Work request
Copy each line exactly, starting with the one that contains "Phrase: blurred foreground vegetation" and stopping after the last line of the material below, with nothing else.

Provided information

⟨

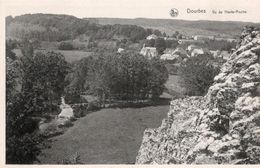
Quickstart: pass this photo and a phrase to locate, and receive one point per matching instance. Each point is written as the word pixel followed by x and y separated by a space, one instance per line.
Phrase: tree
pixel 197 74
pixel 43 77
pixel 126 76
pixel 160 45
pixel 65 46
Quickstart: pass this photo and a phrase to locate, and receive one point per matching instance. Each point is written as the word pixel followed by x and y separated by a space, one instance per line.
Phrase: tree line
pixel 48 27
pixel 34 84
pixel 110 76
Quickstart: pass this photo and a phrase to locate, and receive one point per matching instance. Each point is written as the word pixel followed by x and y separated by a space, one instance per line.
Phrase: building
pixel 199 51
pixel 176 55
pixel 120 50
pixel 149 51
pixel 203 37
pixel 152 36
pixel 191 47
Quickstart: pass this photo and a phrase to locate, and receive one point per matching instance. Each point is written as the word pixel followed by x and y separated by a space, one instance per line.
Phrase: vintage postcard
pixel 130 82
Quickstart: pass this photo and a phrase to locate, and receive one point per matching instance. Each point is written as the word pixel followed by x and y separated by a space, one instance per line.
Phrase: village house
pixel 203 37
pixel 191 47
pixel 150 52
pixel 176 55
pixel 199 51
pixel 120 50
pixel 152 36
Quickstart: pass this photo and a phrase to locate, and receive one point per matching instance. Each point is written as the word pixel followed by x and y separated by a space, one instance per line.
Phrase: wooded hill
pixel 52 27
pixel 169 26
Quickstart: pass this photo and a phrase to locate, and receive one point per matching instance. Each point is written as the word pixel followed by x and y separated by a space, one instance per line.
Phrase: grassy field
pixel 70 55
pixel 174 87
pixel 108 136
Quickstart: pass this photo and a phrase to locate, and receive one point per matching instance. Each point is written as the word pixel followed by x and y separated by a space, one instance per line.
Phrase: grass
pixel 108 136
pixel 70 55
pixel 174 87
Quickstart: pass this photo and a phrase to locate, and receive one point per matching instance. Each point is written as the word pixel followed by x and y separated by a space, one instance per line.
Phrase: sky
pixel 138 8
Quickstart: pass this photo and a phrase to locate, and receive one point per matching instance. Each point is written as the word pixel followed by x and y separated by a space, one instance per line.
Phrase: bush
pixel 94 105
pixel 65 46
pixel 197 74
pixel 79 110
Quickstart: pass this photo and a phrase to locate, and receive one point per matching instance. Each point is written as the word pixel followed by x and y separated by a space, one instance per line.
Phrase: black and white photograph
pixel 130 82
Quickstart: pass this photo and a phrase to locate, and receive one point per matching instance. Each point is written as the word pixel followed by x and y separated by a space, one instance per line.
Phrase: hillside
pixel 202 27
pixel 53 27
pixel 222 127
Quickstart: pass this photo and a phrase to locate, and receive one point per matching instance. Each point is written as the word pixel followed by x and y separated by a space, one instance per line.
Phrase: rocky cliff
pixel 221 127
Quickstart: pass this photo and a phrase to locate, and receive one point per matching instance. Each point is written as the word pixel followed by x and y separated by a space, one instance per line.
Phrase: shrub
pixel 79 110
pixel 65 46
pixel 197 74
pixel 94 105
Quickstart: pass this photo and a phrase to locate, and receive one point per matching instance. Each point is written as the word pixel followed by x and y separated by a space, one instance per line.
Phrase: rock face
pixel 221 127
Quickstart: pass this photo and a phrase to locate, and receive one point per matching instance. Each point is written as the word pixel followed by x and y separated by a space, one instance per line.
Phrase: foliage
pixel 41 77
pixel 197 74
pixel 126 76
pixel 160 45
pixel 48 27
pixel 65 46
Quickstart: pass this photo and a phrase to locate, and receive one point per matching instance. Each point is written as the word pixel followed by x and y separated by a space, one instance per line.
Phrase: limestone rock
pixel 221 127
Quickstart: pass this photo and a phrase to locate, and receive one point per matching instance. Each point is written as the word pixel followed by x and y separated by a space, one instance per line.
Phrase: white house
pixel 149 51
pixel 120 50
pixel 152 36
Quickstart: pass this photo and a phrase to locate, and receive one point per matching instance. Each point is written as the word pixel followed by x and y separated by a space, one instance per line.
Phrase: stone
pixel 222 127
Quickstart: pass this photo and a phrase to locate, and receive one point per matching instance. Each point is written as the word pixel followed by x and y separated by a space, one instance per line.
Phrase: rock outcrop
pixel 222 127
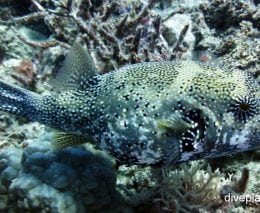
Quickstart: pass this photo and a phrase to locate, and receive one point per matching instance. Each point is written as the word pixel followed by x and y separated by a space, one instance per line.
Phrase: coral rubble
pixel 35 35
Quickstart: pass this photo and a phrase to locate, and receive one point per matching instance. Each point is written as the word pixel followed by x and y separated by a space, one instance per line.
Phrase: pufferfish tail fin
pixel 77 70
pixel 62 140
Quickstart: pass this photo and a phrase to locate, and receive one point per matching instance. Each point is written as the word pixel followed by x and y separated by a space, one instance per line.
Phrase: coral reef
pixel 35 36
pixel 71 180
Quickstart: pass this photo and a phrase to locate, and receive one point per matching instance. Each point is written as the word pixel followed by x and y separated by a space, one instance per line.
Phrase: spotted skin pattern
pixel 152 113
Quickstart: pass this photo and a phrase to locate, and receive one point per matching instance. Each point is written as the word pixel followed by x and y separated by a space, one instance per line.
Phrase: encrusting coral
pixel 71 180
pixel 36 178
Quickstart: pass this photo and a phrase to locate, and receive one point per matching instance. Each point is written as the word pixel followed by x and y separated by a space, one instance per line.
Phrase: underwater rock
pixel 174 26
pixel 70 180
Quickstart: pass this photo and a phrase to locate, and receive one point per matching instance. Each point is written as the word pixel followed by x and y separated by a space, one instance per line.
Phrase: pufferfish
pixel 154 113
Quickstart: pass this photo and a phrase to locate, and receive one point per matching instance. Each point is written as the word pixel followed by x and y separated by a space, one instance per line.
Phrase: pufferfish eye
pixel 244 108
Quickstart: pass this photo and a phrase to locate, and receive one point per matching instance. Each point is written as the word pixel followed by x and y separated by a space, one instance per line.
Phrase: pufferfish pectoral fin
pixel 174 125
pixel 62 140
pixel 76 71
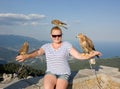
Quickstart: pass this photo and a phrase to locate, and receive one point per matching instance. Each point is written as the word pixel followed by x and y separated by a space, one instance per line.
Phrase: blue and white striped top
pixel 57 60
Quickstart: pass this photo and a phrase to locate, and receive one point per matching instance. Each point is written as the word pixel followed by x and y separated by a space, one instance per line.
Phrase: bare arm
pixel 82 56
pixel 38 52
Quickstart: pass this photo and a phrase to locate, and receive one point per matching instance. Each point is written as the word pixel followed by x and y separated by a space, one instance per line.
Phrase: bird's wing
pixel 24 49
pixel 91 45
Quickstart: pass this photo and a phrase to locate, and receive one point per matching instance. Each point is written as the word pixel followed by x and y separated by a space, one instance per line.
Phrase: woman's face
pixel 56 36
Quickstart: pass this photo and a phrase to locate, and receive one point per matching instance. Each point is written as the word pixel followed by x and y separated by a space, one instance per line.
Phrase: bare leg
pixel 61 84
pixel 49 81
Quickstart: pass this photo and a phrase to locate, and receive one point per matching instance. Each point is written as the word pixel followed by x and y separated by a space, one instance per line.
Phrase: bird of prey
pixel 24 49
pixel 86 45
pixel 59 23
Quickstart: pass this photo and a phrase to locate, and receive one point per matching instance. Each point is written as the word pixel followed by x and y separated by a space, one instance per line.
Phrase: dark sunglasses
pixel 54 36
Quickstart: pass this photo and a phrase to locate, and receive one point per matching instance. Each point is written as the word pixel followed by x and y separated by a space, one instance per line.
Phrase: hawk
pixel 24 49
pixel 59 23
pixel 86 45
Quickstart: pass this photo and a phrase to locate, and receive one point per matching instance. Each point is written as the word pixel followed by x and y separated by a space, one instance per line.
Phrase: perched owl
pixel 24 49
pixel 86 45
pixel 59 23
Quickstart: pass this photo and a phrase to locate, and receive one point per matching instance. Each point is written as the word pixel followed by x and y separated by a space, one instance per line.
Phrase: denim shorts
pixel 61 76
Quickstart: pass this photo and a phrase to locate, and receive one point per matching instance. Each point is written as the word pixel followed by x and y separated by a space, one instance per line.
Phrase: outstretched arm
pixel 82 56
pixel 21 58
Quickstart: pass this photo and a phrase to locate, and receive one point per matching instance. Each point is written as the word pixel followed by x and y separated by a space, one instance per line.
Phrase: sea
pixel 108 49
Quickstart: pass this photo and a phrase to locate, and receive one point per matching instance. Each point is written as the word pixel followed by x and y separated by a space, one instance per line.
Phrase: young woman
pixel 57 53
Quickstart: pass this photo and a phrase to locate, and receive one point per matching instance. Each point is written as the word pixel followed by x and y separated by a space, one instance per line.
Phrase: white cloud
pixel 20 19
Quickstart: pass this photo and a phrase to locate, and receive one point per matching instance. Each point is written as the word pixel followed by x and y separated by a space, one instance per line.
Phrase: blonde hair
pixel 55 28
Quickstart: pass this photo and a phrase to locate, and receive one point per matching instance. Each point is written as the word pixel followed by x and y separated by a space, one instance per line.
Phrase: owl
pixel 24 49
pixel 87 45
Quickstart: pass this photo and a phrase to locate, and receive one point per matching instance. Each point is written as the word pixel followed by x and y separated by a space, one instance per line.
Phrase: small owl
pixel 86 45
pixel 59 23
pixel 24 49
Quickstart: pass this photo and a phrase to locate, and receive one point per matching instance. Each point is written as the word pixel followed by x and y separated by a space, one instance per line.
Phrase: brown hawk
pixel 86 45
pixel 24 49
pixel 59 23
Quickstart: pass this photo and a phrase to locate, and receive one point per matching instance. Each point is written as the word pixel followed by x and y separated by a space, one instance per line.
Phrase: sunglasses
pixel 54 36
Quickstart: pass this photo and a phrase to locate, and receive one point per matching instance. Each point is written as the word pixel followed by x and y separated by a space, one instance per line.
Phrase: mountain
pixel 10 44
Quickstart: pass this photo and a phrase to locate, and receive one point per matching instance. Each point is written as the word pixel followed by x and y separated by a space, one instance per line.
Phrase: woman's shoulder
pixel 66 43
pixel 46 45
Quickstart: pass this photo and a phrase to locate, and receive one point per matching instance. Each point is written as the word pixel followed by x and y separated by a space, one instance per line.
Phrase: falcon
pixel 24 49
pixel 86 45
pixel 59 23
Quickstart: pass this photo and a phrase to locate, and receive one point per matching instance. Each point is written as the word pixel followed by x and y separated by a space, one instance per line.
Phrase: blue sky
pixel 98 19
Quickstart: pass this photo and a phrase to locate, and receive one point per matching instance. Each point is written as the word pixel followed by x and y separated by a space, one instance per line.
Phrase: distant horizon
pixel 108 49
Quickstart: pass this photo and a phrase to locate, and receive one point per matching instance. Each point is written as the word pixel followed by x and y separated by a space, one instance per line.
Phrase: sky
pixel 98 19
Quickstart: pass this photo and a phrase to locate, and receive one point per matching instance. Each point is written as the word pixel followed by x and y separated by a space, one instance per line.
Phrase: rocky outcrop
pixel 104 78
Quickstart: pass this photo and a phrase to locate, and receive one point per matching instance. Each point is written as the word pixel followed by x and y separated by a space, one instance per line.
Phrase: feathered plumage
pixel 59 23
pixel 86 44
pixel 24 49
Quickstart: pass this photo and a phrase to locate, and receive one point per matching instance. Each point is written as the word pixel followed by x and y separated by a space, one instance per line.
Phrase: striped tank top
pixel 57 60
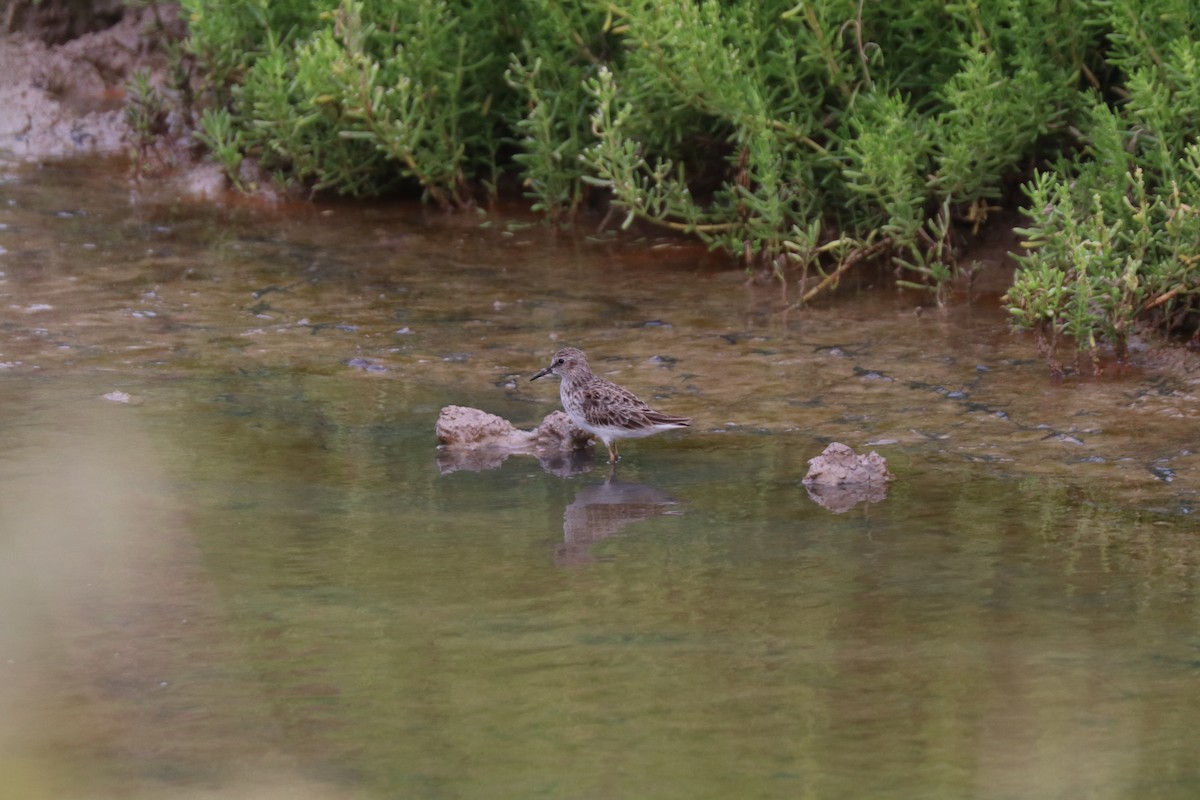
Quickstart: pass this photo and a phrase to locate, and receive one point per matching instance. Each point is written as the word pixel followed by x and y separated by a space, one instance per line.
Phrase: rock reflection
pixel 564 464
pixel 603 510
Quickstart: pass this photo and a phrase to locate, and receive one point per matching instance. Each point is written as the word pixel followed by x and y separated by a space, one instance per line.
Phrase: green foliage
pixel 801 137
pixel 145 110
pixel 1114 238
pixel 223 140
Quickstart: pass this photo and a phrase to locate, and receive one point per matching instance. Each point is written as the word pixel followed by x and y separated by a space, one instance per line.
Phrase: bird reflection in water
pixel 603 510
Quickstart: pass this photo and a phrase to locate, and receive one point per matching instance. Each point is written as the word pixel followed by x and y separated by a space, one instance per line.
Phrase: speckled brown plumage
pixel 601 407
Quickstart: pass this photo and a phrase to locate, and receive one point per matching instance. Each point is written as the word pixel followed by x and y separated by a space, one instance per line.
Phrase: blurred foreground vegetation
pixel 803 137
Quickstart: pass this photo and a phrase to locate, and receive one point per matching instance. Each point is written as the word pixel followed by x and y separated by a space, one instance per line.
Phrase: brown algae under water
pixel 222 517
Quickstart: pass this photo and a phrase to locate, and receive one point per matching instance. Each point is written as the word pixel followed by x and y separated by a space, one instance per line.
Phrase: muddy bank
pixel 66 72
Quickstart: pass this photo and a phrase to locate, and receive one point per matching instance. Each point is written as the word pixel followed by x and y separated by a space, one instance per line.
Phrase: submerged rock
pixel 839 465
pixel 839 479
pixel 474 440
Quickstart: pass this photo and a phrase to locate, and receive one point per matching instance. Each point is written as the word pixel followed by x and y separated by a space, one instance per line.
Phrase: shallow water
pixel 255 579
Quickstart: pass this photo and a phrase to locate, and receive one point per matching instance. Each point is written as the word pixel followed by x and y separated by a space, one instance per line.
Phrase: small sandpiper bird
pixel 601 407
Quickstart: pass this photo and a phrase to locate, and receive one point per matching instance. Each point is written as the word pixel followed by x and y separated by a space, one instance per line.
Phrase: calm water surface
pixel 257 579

⟩

Exercise answer
Phrase: blurred foreground vegetation
pixel 803 137
Quickstart: pass this photo and a phrase to locate, and receive one point per matching instance. Each point is written as the word pixel followed by x and y separated by a space, one instance per line.
Phrase: brown algae under water
pixel 222 517
Quickstart: pass this photo and a phrase to locate, and receive one point per matching instance. Each point is written as the word pixel followed by x and y separated by a space, one instance per line.
Phrase: muddy bank
pixel 66 72
Quickstart: pass this photo and a phrase to locate, and receive one point per matching instance. Each point is written as the word pixel followed by x and y separated by a space, one instance per line.
Phrase: submerged rock
pixel 839 465
pixel 839 479
pixel 474 440
Quickstart: pass this photo and a phrase to locate, and receive one point per matching instance. Each point is written as the word pixel followed by x and y separated by a space, one instance per line.
Phrase: shallow water
pixel 255 579
Quickstart: pass this photo and a phrase to locate, and receive one point per matching instance. Each point is written as the word pixel followed by x and y separated by a space, one instance per line.
Phrase: small sandpiper bird
pixel 601 407
Quickstart: pass this photo and a phrase to locate, and receive one point per matching instance. Each point is written as the word pixel followed by x and y separated by a space, one instance per line.
Phrase: calm water surface
pixel 257 579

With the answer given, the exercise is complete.